### TASK
Could you write out the following records exactly as they are, leaving the pictures out of your answer?

### SOURCE MATERIAL

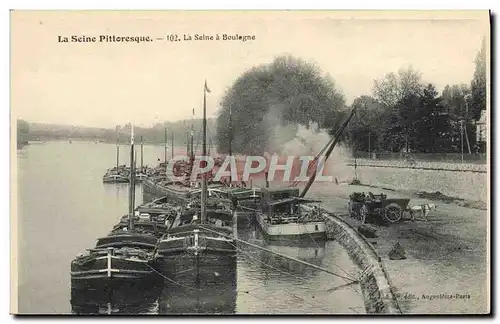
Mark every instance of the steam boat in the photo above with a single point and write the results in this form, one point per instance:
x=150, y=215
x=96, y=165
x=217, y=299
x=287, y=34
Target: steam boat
x=125, y=254
x=285, y=216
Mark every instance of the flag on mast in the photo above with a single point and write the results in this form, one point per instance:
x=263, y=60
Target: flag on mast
x=206, y=87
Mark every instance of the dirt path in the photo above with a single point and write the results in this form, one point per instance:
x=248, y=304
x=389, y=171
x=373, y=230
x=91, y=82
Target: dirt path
x=446, y=266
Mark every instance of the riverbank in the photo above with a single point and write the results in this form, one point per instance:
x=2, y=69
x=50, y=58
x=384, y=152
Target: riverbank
x=445, y=256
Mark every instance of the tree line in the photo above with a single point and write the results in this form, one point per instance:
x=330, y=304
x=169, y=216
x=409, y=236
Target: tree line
x=402, y=114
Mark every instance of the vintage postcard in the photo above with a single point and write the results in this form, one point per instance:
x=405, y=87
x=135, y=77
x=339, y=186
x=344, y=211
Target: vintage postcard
x=250, y=162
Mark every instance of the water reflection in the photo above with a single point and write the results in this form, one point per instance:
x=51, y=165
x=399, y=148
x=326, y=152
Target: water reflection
x=124, y=297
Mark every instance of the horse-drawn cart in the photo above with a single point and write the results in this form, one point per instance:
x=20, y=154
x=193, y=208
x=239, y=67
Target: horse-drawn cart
x=378, y=208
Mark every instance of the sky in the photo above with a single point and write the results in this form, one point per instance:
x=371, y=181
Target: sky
x=106, y=84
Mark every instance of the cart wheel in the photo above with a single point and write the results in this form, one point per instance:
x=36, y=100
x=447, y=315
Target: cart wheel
x=363, y=213
x=393, y=212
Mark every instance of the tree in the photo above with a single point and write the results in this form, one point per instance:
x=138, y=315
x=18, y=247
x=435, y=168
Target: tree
x=478, y=84
x=395, y=87
x=270, y=98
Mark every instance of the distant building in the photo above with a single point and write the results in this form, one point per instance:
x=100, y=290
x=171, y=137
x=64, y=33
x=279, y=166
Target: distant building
x=481, y=128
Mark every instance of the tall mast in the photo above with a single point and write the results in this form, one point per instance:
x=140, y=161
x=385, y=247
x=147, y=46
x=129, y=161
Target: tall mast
x=165, y=149
x=204, y=153
x=192, y=137
x=187, y=142
x=142, y=154
x=165, y=153
x=131, y=203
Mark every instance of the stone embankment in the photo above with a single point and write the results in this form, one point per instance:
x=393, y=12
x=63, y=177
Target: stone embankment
x=375, y=285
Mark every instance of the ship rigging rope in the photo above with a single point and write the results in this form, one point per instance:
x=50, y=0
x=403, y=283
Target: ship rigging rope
x=317, y=245
x=284, y=256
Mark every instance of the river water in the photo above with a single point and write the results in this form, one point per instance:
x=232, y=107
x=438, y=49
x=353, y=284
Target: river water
x=63, y=207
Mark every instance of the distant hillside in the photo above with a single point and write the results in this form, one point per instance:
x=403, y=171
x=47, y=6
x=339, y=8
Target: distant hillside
x=156, y=134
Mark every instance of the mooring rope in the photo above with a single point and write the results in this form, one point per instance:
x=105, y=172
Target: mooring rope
x=284, y=256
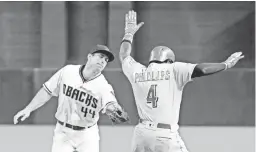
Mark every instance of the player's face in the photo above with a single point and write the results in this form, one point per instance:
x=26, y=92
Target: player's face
x=98, y=60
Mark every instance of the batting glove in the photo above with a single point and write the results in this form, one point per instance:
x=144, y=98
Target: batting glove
x=233, y=59
x=22, y=115
x=131, y=26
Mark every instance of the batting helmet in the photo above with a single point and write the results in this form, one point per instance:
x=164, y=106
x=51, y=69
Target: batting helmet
x=105, y=50
x=161, y=53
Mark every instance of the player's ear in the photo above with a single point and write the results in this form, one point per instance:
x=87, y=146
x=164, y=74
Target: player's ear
x=89, y=56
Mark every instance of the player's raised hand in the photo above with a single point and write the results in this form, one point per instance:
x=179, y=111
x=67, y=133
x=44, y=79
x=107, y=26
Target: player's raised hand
x=233, y=59
x=22, y=115
x=131, y=26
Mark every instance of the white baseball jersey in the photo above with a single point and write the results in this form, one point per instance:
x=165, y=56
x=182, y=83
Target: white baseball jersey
x=79, y=101
x=158, y=88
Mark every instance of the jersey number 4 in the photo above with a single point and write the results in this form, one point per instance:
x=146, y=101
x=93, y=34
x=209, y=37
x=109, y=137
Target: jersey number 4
x=152, y=98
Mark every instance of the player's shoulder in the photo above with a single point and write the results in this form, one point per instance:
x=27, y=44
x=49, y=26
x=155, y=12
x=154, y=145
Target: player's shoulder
x=104, y=82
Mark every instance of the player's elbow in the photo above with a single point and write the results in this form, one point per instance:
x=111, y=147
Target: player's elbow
x=199, y=71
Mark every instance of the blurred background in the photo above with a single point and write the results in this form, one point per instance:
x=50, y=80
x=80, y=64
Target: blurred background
x=37, y=38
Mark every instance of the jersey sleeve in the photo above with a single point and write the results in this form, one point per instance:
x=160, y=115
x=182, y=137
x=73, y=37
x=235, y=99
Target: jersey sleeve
x=183, y=72
x=108, y=97
x=129, y=66
x=52, y=85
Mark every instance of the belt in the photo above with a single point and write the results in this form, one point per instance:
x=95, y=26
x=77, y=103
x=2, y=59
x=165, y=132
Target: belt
x=71, y=126
x=158, y=125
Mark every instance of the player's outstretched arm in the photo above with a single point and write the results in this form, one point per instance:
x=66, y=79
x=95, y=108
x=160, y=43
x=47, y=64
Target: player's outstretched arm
x=40, y=99
x=205, y=69
x=131, y=27
x=116, y=113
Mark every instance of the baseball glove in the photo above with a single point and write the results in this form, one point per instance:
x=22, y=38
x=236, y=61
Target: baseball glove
x=116, y=113
x=233, y=59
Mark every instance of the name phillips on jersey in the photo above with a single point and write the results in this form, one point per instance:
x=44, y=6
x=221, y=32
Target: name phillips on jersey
x=151, y=76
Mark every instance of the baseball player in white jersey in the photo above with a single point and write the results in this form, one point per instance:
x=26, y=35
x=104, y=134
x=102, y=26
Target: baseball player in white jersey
x=158, y=91
x=83, y=92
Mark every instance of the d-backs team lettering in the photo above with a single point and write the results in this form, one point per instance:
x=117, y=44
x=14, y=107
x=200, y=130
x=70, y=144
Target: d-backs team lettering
x=88, y=100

### TASK ANSWER
Mark every instance of the steam boat in the photo above with a single point and write the results in this form, one point per instance:
x=150, y=215
x=96, y=165
x=217, y=299
x=287, y=34
Target: steam boat
x=125, y=254
x=285, y=216
Mark every instance of the flag on mast in the photo above with a single point and write the results in this form, one point per instance:
x=263, y=60
Target: flag on mast
x=206, y=87
Mark every instance of the dirt path in the photo above with a single point and write the results in this form, one point per instance:
x=248, y=304
x=389, y=171
x=373, y=230
x=91, y=82
Target: dirt path
x=446, y=266
Mark every instance of the riverbank in the photo above with a single point and write the results in this form, one point per instance:
x=2, y=69
x=50, y=58
x=384, y=152
Target: riverbank
x=445, y=256
Mark every instance of the tree line in the photo above with a single point and write the results in this form, one point per instance:
x=330, y=304
x=169, y=216
x=409, y=236
Target: tree line
x=402, y=114
Mark every instance of the vintage postcard in the photo above with a single point and write the results in this form, one point per instance:
x=405, y=87
x=135, y=77
x=339, y=186
x=344, y=211
Target: vintage postcard
x=250, y=162
Mark every instance of the water reflection in the photo above with a single point and write the results in this form, one point per instance:
x=51, y=165
x=399, y=148
x=326, y=152
Target: water reflection
x=124, y=297
Mark every instance of the horse-drawn cart in the photo above with a single point and write the results in this form, one point per instance:
x=20, y=154
x=193, y=208
x=239, y=67
Target: horse-drawn cart
x=378, y=208
Mark every instance of the sky in the photo above with a single point and write the results in this form, one point per instance:
x=371, y=181
Target: sky
x=106, y=84
Mark every instance of the cart wheel in the photo above with a single point and write the results in this form, one point per instance:
x=36, y=100
x=447, y=315
Target: cart wheel
x=363, y=213
x=393, y=212
Mark every instance of the tree in the photo above with a single point and write the results in this form, one point per instance:
x=138, y=315
x=18, y=247
x=435, y=168
Target: tree
x=478, y=84
x=395, y=87
x=270, y=98
Mark every instance of the distant building in the photo above with a single point and write the results in this form, one point per instance:
x=100, y=290
x=171, y=137
x=64, y=33
x=279, y=166
Target: distant building
x=481, y=128
Mark every instance of the tall mast in the photo above with a single point and write the results in this form, one point per instance:
x=140, y=161
x=385, y=247
x=147, y=46
x=129, y=161
Target: tall mast
x=165, y=149
x=204, y=153
x=192, y=137
x=187, y=142
x=142, y=154
x=165, y=153
x=131, y=203
Mark every instance of the stone embankment in the photo above with a single point and write the results in this form, one point per instance:
x=393, y=12
x=63, y=177
Target: stone embankment
x=375, y=285
Mark every instance of the ship rigging rope in the photo above with a single point and write the results in this form, one point per instance:
x=50, y=0
x=403, y=283
Target: ship rigging rope
x=317, y=245
x=284, y=256
Mark every instance of the river water in the photo above with a single point and write the results in this form, one point per instance:
x=232, y=107
x=438, y=49
x=353, y=284
Target: river water
x=63, y=207
Mark every instance of the distant hillside in the photo above with a single point and write the results in this form, one point per instance:
x=403, y=171
x=47, y=6
x=339, y=8
Target: distant hillside
x=156, y=134
Mark every instance of the mooring rope in the photo above with a single point and write the results in this form, one point per instance:
x=105, y=172
Target: mooring rope
x=284, y=256
Mark every instance of the player's face in the photo above with a single point and write the results in this form, one point per instance:
x=26, y=92
Target: player's face
x=98, y=60
Mark every instance of the batting glove in the photo above with a single point and write the results in this form, one point per instance:
x=144, y=98
Target: batting glove
x=233, y=59
x=22, y=115
x=131, y=26
Mark every instance of the batting helmet in the photo above with a single point and write the results in this form, one point per instance:
x=164, y=106
x=51, y=69
Target: batting helmet
x=105, y=50
x=161, y=53
Mark every instance of the player's ear in the photo above with a single point and write the results in this form, one point per instance:
x=87, y=146
x=164, y=74
Target: player's ear
x=89, y=56
Mark every instance of the player's raised hand in the photo above with a single point and write the results in this form, one point per instance:
x=179, y=111
x=67, y=133
x=44, y=79
x=107, y=26
Target: player's raised hand
x=233, y=59
x=22, y=115
x=131, y=26
Mark every instance of the white baseball jersey in the photo above with a single point and write the results in this form, one point per instance:
x=165, y=56
x=182, y=83
Target: white baseball jersey
x=79, y=101
x=158, y=88
Mark every instance of the jersey number 4 in the photo above with a single point and write the results in this form, one point per instance:
x=146, y=101
x=93, y=34
x=209, y=37
x=109, y=137
Target: jersey number 4
x=152, y=98
Mark every instance of the player's shoulder in the photo above with a single point and write the results in this form, one point per instance:
x=27, y=44
x=49, y=26
x=155, y=12
x=154, y=145
Target: player's shoulder
x=104, y=82
Mark every instance of the player's elbow in the photo above with a single point and write the results in this form, one point per instance:
x=111, y=147
Target: player's elbow
x=199, y=71
Mark every instance of the blurred background in the photo above with a single point and write the results in this form, one point per instance:
x=50, y=80
x=80, y=64
Target: blurred background
x=37, y=38
Mark every instance of the jersey sleeve in the photo above with a single point and write the results in this form, one point per instance:
x=160, y=115
x=182, y=137
x=73, y=37
x=235, y=99
Target: jersey sleeve
x=183, y=72
x=108, y=97
x=129, y=66
x=52, y=85
Mark every instance of the belt in the photo above with a single point and write the results in this form, one point per instance:
x=95, y=26
x=77, y=103
x=2, y=59
x=165, y=132
Target: belt
x=71, y=126
x=158, y=125
Mark every instance of the player's outstretched arm in the photo above with a single point and write the results in this form, one point per instance:
x=66, y=79
x=95, y=108
x=160, y=43
x=47, y=64
Target: player's outstretched arm
x=40, y=99
x=205, y=69
x=131, y=27
x=116, y=113
Mark every instance of the baseball glove in the photo above with a single point and write the results in this form, one point per instance:
x=22, y=38
x=236, y=61
Target: baseball glove
x=116, y=113
x=233, y=59
Mark every instance of the name phillips on jersey in the photo above with a single point and write the results in this form, one point per instance:
x=44, y=6
x=221, y=32
Target: name phillips on jersey
x=151, y=76
Mark every instance of the baseball player in white jersey in the photo above with a single point and write the results in this form, one point per instance:
x=26, y=35
x=104, y=134
x=102, y=26
Target: baseball player in white jersey
x=158, y=91
x=83, y=92
Mark every instance of the d-backs team lettering in the photo above with a single point and write the results in this form, one point per instance:
x=117, y=44
x=14, y=107
x=200, y=130
x=70, y=144
Target: d-backs team lettering
x=88, y=100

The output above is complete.